Your objective: Locate every line in the rows below that contains the string "rear", with matching case, and copy each of those lines.

Rows:
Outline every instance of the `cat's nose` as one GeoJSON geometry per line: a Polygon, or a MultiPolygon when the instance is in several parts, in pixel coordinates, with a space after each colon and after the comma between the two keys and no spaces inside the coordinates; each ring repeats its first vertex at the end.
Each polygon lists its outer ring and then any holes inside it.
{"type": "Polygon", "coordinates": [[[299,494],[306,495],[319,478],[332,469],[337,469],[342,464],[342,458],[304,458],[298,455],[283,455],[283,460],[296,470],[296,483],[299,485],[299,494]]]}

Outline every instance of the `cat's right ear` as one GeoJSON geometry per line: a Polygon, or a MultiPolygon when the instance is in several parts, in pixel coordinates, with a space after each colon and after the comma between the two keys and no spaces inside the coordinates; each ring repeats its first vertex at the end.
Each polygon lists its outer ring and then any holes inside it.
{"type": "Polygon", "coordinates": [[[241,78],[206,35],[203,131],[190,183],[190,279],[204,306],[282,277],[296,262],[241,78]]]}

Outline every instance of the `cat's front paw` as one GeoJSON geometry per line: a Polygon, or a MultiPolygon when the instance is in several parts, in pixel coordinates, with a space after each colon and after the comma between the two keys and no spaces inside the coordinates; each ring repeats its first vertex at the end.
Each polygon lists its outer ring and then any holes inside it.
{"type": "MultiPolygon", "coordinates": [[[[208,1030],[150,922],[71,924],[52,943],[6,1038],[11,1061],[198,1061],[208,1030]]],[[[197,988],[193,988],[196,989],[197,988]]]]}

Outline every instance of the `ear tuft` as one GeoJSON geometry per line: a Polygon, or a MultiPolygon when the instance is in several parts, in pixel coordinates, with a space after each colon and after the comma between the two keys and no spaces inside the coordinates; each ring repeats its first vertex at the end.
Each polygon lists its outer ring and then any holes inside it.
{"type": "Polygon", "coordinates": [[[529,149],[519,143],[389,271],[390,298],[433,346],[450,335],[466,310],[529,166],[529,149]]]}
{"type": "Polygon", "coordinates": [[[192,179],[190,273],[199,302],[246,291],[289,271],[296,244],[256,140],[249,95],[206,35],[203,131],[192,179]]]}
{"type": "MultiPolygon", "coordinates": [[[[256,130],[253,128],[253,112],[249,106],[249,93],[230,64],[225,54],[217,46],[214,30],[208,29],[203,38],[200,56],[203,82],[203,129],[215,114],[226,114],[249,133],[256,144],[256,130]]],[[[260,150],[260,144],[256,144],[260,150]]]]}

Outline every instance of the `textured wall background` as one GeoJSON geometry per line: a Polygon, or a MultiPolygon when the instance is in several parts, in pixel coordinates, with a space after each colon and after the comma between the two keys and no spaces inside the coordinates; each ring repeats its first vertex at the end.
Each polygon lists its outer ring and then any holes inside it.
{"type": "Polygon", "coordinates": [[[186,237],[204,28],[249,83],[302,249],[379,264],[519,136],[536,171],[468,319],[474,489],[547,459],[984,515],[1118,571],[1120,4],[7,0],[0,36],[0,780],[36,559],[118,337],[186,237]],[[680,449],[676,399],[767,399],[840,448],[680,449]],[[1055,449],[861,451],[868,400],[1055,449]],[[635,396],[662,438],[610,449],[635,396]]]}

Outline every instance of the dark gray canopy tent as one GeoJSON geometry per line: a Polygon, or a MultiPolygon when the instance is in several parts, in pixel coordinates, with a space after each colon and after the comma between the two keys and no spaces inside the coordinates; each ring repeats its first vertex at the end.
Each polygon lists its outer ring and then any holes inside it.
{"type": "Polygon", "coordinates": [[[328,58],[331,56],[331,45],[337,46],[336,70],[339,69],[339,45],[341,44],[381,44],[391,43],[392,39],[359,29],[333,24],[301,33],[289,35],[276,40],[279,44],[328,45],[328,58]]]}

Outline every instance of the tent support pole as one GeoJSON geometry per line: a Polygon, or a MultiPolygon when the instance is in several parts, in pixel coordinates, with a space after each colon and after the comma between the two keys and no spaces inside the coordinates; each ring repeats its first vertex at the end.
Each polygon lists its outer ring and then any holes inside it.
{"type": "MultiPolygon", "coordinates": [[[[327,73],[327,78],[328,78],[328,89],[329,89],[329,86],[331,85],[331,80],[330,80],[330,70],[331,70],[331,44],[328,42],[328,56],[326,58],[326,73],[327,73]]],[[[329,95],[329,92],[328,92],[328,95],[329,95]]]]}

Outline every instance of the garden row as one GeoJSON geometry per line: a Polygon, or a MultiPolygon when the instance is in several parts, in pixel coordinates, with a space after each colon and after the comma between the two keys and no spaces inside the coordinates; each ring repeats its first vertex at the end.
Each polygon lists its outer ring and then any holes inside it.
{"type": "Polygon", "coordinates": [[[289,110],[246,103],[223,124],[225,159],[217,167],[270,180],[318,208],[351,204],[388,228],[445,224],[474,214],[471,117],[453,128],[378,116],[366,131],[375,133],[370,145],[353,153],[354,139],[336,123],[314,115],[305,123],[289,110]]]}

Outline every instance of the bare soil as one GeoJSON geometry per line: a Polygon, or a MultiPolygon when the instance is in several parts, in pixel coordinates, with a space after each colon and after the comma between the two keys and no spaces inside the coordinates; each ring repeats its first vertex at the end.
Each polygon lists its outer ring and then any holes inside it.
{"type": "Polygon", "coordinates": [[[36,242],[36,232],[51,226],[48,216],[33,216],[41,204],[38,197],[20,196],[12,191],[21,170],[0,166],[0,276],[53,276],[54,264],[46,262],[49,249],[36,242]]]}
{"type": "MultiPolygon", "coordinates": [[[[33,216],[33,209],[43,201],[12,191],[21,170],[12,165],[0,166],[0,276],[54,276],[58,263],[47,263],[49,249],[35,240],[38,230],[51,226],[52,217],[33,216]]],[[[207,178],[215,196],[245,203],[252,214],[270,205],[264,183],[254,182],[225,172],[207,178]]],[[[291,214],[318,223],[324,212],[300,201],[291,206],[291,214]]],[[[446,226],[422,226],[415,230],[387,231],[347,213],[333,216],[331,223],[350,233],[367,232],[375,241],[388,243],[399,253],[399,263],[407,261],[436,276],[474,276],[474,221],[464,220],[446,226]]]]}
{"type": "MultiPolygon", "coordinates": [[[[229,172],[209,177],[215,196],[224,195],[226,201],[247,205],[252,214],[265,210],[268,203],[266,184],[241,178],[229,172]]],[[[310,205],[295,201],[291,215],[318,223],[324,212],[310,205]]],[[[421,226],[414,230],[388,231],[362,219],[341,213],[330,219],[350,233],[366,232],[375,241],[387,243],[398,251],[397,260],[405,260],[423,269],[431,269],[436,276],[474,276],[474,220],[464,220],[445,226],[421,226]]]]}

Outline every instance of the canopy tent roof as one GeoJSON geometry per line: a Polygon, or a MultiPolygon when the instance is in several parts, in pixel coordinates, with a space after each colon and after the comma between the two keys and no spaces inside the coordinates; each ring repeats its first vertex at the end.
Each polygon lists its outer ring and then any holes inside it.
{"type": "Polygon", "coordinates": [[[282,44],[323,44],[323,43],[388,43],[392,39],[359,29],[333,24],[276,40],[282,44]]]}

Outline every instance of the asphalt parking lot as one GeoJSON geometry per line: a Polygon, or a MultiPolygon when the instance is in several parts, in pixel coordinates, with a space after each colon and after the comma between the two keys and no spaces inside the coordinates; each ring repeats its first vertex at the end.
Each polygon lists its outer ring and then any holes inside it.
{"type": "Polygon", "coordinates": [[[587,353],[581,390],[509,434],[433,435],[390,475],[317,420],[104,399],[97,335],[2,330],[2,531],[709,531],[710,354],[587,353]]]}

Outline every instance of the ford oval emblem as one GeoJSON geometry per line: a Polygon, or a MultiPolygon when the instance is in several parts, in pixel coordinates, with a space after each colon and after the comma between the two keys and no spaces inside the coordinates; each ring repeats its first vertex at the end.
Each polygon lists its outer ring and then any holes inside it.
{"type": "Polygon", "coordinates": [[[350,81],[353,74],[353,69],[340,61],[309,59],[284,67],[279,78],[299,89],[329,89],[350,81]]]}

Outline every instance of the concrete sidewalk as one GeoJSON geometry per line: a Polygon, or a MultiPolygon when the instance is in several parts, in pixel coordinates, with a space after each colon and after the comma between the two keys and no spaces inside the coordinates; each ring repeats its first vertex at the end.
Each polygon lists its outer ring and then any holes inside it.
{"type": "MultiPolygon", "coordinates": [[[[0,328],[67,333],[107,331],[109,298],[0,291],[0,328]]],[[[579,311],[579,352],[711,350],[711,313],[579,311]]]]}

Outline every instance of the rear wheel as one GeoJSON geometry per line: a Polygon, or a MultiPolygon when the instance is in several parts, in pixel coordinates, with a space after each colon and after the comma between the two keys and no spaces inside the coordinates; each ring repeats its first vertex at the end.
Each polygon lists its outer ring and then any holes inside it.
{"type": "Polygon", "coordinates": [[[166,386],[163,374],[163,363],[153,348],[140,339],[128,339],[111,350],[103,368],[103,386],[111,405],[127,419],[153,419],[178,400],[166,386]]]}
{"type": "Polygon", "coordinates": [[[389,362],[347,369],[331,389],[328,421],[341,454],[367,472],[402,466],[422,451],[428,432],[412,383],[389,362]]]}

Result for this task:
Outline every instance of the rear wheel as one GeoJSON geometry per line: a Polygon, or a MultiPolygon when the instance is in several parts, in pixel coordinates, with a space after each colon and after the comma between the two keys and no spaces inside the coordinates; each ring repeats its first vertex at the end.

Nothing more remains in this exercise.